[Task brief]: Please report each line of the listing below that contains the string "poster", copying every such line in full.

[Records from a point labeling set]:
____
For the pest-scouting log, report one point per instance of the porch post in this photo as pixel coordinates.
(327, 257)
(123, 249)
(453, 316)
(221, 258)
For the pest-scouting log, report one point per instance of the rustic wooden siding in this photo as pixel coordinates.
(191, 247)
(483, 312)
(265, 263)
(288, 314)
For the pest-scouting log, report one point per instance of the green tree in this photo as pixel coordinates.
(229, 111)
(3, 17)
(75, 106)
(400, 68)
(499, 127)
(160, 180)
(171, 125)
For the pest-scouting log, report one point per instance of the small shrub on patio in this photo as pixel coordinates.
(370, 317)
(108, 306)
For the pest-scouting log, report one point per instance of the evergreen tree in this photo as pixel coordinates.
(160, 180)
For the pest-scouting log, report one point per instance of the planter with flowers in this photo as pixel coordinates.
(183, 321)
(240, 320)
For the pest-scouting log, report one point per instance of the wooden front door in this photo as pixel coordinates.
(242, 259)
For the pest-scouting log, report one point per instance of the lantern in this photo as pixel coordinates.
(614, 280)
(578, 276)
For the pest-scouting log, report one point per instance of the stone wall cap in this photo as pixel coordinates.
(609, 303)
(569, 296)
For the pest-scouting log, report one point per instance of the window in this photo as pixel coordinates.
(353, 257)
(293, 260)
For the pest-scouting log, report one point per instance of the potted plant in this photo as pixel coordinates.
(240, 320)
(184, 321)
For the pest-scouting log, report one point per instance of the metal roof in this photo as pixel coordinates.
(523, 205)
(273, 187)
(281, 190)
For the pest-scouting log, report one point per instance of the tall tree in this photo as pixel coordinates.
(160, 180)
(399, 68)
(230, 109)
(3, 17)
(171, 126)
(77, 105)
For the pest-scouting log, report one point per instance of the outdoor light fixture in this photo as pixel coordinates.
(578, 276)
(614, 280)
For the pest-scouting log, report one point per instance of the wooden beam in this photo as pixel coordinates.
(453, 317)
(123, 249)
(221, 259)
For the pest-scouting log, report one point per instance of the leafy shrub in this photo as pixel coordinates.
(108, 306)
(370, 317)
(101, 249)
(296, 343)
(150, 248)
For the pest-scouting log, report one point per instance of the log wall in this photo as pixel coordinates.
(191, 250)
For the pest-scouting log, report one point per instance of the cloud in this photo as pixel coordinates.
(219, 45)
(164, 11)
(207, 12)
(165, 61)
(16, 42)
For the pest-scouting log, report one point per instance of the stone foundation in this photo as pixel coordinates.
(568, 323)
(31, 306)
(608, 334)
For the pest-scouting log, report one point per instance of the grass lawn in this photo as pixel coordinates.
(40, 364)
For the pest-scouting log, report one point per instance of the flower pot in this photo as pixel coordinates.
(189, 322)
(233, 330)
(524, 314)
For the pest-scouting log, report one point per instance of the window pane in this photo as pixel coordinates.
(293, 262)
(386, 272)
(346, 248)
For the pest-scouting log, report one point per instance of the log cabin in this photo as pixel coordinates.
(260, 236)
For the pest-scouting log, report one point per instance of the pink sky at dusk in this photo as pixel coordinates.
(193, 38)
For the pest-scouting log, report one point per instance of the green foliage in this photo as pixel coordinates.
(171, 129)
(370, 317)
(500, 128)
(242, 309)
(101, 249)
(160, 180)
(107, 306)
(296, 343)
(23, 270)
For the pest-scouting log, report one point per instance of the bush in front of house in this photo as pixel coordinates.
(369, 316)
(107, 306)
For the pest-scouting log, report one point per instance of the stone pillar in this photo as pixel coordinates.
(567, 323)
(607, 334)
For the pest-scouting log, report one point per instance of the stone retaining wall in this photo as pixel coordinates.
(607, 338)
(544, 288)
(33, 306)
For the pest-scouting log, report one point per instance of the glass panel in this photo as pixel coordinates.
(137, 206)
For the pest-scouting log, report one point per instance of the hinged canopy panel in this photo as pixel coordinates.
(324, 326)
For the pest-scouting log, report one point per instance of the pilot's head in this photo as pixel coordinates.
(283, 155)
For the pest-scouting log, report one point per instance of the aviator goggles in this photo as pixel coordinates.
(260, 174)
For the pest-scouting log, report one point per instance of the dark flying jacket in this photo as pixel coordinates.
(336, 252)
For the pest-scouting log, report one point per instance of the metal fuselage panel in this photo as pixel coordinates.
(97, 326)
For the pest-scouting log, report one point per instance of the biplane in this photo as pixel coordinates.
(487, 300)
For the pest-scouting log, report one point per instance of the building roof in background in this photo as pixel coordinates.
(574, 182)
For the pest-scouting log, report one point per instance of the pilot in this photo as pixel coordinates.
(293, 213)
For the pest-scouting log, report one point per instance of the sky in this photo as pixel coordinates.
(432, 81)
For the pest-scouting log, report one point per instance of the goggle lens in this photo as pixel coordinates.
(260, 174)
____
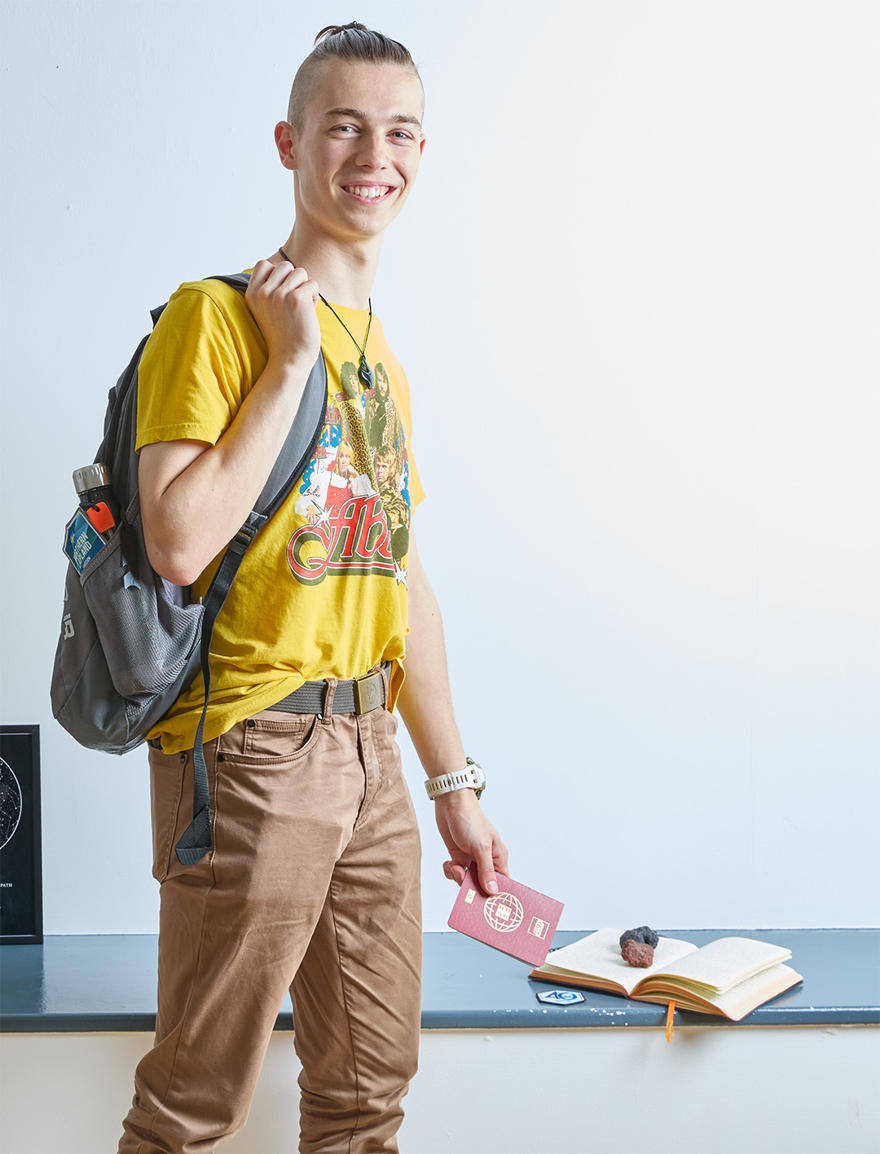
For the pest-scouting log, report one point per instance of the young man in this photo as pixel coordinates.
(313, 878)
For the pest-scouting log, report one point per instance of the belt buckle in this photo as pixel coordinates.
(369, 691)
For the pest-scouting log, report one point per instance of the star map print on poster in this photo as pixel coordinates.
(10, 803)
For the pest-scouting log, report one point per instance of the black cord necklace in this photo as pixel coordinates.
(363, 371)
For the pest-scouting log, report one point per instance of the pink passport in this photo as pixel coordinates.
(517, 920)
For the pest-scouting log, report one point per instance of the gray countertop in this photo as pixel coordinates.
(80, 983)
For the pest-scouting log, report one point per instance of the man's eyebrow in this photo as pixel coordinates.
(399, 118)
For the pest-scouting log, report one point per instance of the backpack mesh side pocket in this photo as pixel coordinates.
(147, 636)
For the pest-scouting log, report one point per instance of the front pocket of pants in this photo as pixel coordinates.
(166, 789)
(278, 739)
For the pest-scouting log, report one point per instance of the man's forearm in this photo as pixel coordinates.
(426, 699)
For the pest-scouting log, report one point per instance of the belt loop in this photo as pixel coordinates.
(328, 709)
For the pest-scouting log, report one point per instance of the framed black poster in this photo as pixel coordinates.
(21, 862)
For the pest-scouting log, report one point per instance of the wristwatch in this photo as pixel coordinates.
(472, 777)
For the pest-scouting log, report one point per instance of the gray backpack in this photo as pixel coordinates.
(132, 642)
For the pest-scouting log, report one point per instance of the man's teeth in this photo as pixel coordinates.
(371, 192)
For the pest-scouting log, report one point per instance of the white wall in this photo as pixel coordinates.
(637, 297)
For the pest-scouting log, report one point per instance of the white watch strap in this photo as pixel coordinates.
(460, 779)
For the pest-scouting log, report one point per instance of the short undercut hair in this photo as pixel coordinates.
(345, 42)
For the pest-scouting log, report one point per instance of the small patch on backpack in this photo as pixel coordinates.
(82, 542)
____
[Finished exercise]:
For the pest-scouting log, report one point per instance of the star map print on poster in this photo as pixel coordinates.
For the pest-scouting log, report one point per instance of the framed black poster in this photo as pixel coordinates.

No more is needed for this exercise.